[START OF Records for this exercise]

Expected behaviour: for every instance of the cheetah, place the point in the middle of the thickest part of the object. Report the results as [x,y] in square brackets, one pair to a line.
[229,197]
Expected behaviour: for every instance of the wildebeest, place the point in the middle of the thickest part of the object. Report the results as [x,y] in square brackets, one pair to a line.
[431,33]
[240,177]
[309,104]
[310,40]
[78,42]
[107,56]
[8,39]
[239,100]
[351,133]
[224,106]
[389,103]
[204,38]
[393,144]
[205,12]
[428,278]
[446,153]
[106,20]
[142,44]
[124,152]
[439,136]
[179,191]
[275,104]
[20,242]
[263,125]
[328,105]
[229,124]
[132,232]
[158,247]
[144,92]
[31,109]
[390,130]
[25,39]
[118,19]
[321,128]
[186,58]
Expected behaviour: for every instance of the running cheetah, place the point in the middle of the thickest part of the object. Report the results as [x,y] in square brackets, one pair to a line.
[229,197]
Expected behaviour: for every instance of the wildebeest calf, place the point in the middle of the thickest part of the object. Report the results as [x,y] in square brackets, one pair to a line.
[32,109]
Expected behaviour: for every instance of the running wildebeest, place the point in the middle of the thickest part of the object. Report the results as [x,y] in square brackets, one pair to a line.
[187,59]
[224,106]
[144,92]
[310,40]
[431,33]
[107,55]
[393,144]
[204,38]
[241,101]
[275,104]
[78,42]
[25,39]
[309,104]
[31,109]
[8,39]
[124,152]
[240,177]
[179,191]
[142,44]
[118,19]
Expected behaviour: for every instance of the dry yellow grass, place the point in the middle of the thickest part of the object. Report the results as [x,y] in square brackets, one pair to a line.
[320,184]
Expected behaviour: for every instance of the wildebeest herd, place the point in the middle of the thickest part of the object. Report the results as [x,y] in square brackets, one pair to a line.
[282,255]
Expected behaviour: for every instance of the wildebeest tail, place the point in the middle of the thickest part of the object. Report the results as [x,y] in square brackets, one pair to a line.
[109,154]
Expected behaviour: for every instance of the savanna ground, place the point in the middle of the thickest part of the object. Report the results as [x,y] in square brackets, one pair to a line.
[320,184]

[END OF Records for this exercise]

§ What you will do
Rewrite every line of the listing above as a numbered list, skipping any blank lines.

§ Response to this task
1. Expected behaviour: for every instance of the cheetah, place the point in the middle of the thickest part of the object. Report the results as [x,y] in square brackets, one pair to a line.
2. [229,197]
3. Expected behaviour: for every instance of the wildebeest, place the point in the middle of the thickest part of the object. Report the results as [x,y] in square brackets, one pair to a line.
4. [431,33]
5. [240,177]
6. [309,104]
7. [310,40]
8. [78,42]
9. [107,56]
10. [8,39]
11. [239,100]
12. [351,133]
13. [224,106]
14. [389,103]
15. [204,38]
16. [393,144]
17. [205,12]
18. [428,278]
19. [446,153]
20. [106,20]
21. [142,44]
22. [124,152]
23. [439,136]
24. [179,191]
25. [275,104]
26. [20,242]
27. [263,125]
28. [328,105]
29. [229,124]
30. [132,232]
31. [158,247]
32. [144,92]
33. [31,109]
34. [390,130]
35. [25,39]
36. [118,19]
37. [321,128]
38. [186,58]
39. Expected behaviour: for every instance of the running cheetah, place the point in the middle of the thickest part of the object. Report the results as [x,y] in square brackets, one pair to a line.
40. [229,197]
41. Expected behaviour: for every instance of the wildebeest calf, place the point in the middle of the thickest part of the object. Report the results as [x,y] in square brackets, one pair to a line.
42. [32,109]
43. Expected behaviour: for every instance of the running wildebeest, place the point in the middle of the thickest part of the object. Report the results as [x,y] in square brackets, one pair to a line.
44. [187,59]
45. [224,106]
46. [144,92]
47. [310,40]
48. [431,33]
49. [107,55]
50. [393,144]
51. [204,38]
52. [241,101]
53. [275,104]
54. [78,42]
55. [25,39]
56. [309,104]
57. [31,109]
58. [8,39]
59. [124,152]
60. [240,177]
61. [179,191]
62. [142,44]
63. [118,19]
64. Expected behaviour: for every instance of the dry yellow grass, place the point in the middle of the thickest part of the object. Report the results as [x,y] in square brackets, one pair to a line.
65. [320,184]
66. Expected behaviour: for every instance of the wildebeest herd, place the point in the middle of the thickest part of the object. Report the results as [x,y] in square brackets, one pair to a line.
67. [282,255]
68. Expected behaviour: for every instance of the wildebeest tail, place the point in the middle of the thickest part of the object. Report the results as [x,y] in square brackets, one pair to a line.
69. [109,154]
70. Expected behaviour: for every instance of the savanna ground, place the point in the middle of the thickest part of the object. Report the results as [x,y] in square brackets, one pair to a line.
71. [320,184]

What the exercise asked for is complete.